#### PASSAGE PROVIDED:
══════════════════════════════

Saturday, July 29, 2017

Amazing Human Tricks

I'm readily and consistently amazed by the sheer variety of the human experience, the multi-hued, manifoldly abled diversity of our brothers and sisters the planet wide.

Like an increasing number of mostly comfortable citizens of the world, I've completed a couple of Spartan races. I'm modestly well-conditioned, and entirely devoid of strength, so I ran well, climbed nearly everything that required it, and did a shitload of burpees when I couldn't completely execute some of the strength events. (Fucking monkey bars, man.)

I ran my most recent race with a guy who's a few years older than me, and a pair of twenty-somethings. The former is married to a woman who owns a local gymnastics gym, and the latter were both coaches at the same gym. I was envious of their sick coordination, absurd body control and strength in endless supply, though I suspect they were a bit surprised that a 45 year-old kept leaving them behind on the running portions of the event.

All of this is preface, really, for a couple of videos. The first is one of the two youngsters at a prominent gymnastics camp, where each year the coaches put on an exhibition for the campers. Check out my man Mark via this Facebook video, which I can't figure out how to embed.

══════════════════════════════

#### Stored data entries:
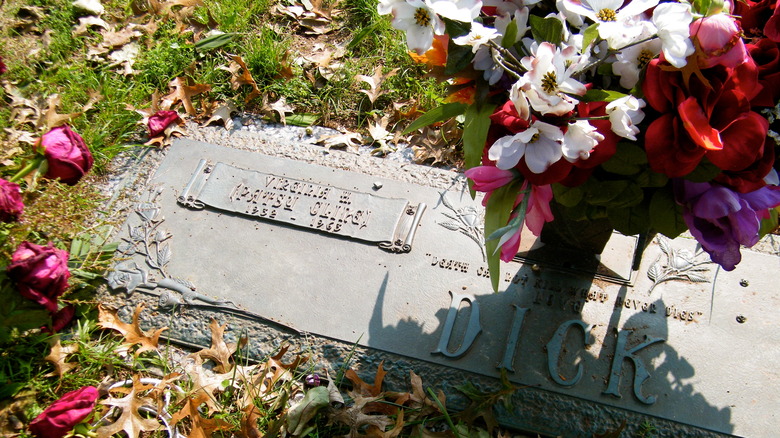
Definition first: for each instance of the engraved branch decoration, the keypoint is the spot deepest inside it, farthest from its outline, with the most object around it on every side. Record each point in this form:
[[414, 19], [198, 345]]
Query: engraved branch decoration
[[150, 240], [680, 265], [466, 220]]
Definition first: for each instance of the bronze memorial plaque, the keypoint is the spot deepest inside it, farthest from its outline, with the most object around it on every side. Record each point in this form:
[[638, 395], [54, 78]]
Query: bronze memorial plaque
[[399, 267]]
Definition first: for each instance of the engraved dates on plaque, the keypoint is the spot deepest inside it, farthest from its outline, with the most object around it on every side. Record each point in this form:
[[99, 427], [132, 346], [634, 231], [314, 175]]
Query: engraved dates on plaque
[[389, 222]]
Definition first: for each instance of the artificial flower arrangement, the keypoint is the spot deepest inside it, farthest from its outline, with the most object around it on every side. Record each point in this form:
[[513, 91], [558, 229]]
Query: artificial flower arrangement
[[658, 116]]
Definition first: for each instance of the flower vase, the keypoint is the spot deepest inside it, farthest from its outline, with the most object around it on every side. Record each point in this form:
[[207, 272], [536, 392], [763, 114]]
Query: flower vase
[[583, 236]]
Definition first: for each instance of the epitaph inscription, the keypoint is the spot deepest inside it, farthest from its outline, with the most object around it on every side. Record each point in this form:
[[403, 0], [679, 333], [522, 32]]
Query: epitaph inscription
[[672, 349], [391, 223]]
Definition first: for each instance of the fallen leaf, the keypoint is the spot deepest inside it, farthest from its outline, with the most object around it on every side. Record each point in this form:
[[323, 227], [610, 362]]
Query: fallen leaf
[[354, 417], [349, 139], [220, 352], [200, 427], [131, 421], [377, 129], [363, 388], [88, 23], [92, 6], [58, 356], [279, 108], [108, 319], [54, 119], [181, 92], [223, 115], [433, 146], [125, 58], [375, 82]]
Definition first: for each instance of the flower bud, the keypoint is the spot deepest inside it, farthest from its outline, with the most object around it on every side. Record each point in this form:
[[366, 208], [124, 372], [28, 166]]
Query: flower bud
[[40, 272], [11, 206], [62, 416], [67, 155], [160, 121], [719, 40]]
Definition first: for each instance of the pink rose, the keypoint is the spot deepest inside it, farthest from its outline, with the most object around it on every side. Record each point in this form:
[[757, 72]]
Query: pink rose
[[64, 414], [67, 154], [40, 272], [489, 178], [719, 37], [11, 206], [160, 121]]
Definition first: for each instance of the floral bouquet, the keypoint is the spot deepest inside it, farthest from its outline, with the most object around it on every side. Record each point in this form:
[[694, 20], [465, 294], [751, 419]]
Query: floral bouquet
[[657, 117]]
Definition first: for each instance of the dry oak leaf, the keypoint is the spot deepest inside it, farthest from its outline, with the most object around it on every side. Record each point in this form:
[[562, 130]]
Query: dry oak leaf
[[240, 75], [220, 352], [222, 115], [279, 107], [207, 382], [200, 427], [87, 23], [375, 82], [181, 92], [349, 139], [131, 421], [58, 355], [355, 417], [108, 318]]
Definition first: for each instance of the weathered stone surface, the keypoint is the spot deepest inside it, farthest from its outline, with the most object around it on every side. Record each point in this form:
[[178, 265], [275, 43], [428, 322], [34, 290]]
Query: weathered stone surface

══════════════════════════════

#### WORK TASK 1:
Decide whether each statement agrees with the blog post about Spartan races: (a) the writer ran the most recent race with three other people, (b) the writer claims to have plenty of strength, (c) the writer managed to embed the first video in the post. Answer yes or no for each and quote the words that settle it.
#### WORK TASK 2:
Write what follows the last sentence of the blog post about Spartan races.

#### YOUR RESPONSE 1:
(a) Yes: "I ran my most recent race with a guy who's a few years older than me, and a pair of twenty-somethings."
(b) No: "entirely devoid of strength"
(c) No: "which I can't figure out how to embed."

#### YOUR RESPONSE 2:
At the same camp, a world-renowned tumbler named Aaron Cook attempted to complete the first-ever standing double backflip. As in, from a standing start, this dude tried to do two full rotations. I've tried to do a single backflip on a trampoline and nearly killed myself. To put it mildly, even thinking about a standing double is insane.

Cue Aaron Cook:

People, especially those outside the halls of American power, are pretty damn amazing.

Friday, July 28, 2017

Friday Filler - The Bar is Crying

Below is the view out of my office looking due North. The building at the bottom left is The Ritz. No, it's not a 5-star hotel. It's a bar. A staple here in Jax Beach, it is quite popular with the locals. Surfers, boaters, Ferrari driving lawyers and everything in between frequent the joint. With my vantage point and ADD, I see most of the patrons that walk through the doors between 4 & 5. A trio of old ladies just walked in for example. Kinda early isn't it ladies!? If only my window opened.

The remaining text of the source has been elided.